Source material
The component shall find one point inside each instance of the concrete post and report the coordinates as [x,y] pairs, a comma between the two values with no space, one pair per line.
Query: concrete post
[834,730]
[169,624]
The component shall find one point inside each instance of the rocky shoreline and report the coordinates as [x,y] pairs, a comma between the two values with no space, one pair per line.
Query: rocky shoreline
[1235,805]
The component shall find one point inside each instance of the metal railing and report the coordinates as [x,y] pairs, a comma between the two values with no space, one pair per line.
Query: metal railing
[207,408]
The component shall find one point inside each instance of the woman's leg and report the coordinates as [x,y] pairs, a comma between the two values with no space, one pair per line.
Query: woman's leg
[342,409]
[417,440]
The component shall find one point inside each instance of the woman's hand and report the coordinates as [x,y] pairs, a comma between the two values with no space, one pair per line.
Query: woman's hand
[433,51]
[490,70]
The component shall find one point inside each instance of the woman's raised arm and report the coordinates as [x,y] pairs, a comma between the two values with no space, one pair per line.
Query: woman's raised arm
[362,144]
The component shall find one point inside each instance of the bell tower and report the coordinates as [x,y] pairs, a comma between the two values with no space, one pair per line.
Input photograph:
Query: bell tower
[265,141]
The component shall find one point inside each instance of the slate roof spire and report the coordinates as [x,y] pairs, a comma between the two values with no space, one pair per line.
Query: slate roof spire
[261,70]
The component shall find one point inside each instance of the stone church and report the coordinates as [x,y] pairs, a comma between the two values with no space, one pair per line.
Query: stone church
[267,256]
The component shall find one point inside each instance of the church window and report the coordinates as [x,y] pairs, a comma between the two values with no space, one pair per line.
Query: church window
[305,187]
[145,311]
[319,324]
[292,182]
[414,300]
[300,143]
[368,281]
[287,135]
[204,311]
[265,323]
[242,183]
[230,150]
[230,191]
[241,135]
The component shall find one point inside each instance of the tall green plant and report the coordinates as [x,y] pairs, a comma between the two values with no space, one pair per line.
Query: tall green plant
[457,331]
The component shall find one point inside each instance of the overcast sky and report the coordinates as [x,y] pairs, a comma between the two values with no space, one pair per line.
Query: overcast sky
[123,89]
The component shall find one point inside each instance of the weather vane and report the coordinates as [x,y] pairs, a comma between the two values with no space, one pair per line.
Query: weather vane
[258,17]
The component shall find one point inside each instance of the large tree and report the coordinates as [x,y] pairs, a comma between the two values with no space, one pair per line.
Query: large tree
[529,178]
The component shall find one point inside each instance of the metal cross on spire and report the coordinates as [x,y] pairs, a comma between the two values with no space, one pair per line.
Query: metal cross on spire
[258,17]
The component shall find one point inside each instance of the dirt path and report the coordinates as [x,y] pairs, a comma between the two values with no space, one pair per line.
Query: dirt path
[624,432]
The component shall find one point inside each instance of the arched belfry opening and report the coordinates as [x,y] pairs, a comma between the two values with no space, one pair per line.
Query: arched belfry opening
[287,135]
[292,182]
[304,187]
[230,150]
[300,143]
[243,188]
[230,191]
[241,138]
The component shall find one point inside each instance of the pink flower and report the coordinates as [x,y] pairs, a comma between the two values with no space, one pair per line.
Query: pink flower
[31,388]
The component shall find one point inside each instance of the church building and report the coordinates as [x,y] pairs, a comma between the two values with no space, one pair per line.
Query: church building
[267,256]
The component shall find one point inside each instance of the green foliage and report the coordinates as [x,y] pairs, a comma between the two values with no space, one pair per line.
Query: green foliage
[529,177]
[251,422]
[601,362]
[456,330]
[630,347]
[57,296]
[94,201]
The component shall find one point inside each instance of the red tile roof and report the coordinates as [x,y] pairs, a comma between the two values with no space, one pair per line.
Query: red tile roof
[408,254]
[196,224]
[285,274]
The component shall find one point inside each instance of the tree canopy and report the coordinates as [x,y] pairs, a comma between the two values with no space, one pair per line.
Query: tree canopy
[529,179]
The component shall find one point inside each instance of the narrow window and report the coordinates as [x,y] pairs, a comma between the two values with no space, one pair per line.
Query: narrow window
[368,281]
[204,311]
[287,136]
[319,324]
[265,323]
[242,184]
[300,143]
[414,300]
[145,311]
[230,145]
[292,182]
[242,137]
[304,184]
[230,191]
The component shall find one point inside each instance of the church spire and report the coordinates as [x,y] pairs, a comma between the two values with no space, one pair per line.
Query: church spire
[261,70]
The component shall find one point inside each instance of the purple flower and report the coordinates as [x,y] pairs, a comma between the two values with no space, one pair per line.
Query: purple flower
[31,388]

Problem
An exact repeat of all the records is required.

Exercise output
The component shall find one point inside each instance of the concrete post and report the coordinates as [x,y] pairs, a comma between the two values with no space, one pair per line.
Query: concrete post
[834,730]
[169,624]
The component shall find one point inside each instance of the rocky shoreline and report the coordinates as [x,y] pairs, a comma between the two values with no space, one pair per line.
Query: rocky shoreline
[1235,805]
The component shall find one point inside each instance of the metal railing and report the coordinates as [x,y] pairs, a comma between the two values with no space, one pair per line.
Query: metal railing
[207,408]
The component shall find one point inside each instance of the woman's leg and report the coordinates as [x,y] pairs, a comma between the two values with no space, one pair per line.
Query: woman's leg
[342,409]
[417,440]
The component shall find one point inside each instance of the woman's hand and report the coordinates as [x,y] pairs, a comma between the two values with no space, one pair per line.
Query: woman's hand
[433,51]
[490,70]
The component shall find one point inside each instance of the woman's raised arm and report the coordinates as [x,y] pairs, a comma between the two values with no space, one pair per line.
Query: woman's raised arm
[362,144]
The component shall find one point inside each instance of the bell tower and report the coordinates as [x,y] pairs, a comma between the two values with no space, one pair per line.
Input photograph:
Query: bell tower
[265,141]
The component shall find one point inside each instance of the slate roof spire and report the coordinates as [x,y] pairs, a comma between the two values with no space, one pair per line.
Query: slate roof spire
[261,70]
The component shall find one point inside each instance of the stone church and report the coordinates as [x,y] pairs, a comma between the two values with no space, one pair per line.
Query: stone church
[267,256]
The component shall find one point inside each instance of the church window and report the coordinates as [x,y] pairs, a comma between the two values with no space, one pair per line.
Query: church window
[305,187]
[145,311]
[319,324]
[292,182]
[414,300]
[300,143]
[368,281]
[287,135]
[204,311]
[265,323]
[242,183]
[230,150]
[230,191]
[241,135]
The component shall find one point inside each instance of the tall green plant and report the coordinates as [x,y] pairs, a comma between the two values with no space, one pair per line.
Query: tall green plant
[457,331]
The component shall find one point inside each instance of the overcast sky and report the coordinates as [x,y] pairs, a comma between the two values with no space, one pair per line.
Query: overcast sky
[123,89]
The component shall find one point inside each instance of the weather vane and report the coordinates as [x,y] pairs, a comma between the two values with no space, one pair per line.
Query: weather vane
[258,17]
The component shall find one point inside each instance of the large tree and report the coordinates as [x,y] pairs, a comma between the two values with no space, one pair per line.
Query: large tree
[529,178]
The component shall find one point inside each instance of the metal cross on spire and report the coordinates as [x,y] pairs, a comma between the two values with no space, one pair per line.
Query: metal cross on spire
[258,17]
The component shall find one point inside each instance of the dirt path and report the coordinates as [x,y] pairs, a comma between the two values with no space, one pair per line.
Query: dirt path
[624,432]
The component shall find one point inside each instance of the arched belfry opening and report the coordinates as [x,y] pairs, a comma between the two values with no space, one pair per line.
Query: arched belfry opening
[287,135]
[292,182]
[304,187]
[230,150]
[300,143]
[243,188]
[230,191]
[241,138]
The component shall find one point inside each instance of the pink flower and report the coordinates as [x,y] pairs, a comma between the two values with no space, one pair per line.
Query: pink flower
[31,388]
The component shall find one point inside each instance of the church building and report the coordinates as [x,y] pairs, a comma between the two values with no space, one pair per line.
Query: church building
[267,256]
The component shall find one point inside each instance of the green foliage and report the coordinates as [x,y] pairs, a comma between the two values with no space, one pair per line.
Query: green foliage
[529,177]
[251,422]
[601,362]
[456,330]
[630,347]
[57,296]
[94,201]
The component shall find one point inside each instance of the red tile roof and report the coordinates as [x,y] pairs, a comma between the two values with no space, one pair per line.
Query: red tile roof
[408,254]
[196,224]
[285,274]
The component shall find one point inside each instance of the tree canopy and report the coordinates as [x,y] pairs, a comma between the two values with no space, one pair per line.
Query: tree canopy
[529,179]
The component shall find one point inside each instance of the narrow window and report the coordinates as [x,y] pairs, a comma between the two values with no space, one pair per line.
Query: narrow window
[368,281]
[204,311]
[287,136]
[319,324]
[265,323]
[242,184]
[300,143]
[414,300]
[145,311]
[230,145]
[292,182]
[242,137]
[304,184]
[230,191]
The component shall find one point inside each instance of the church spire and report the coordinates as [x,y] pairs, a comma between the two values with no space, one pair per line.
Query: church spire
[261,70]
The component shall find one point inside each instance of the purple flower and report the coordinates as [x,y] pairs, a comma between the two values with no space, one pair per line.
Query: purple flower
[31,388]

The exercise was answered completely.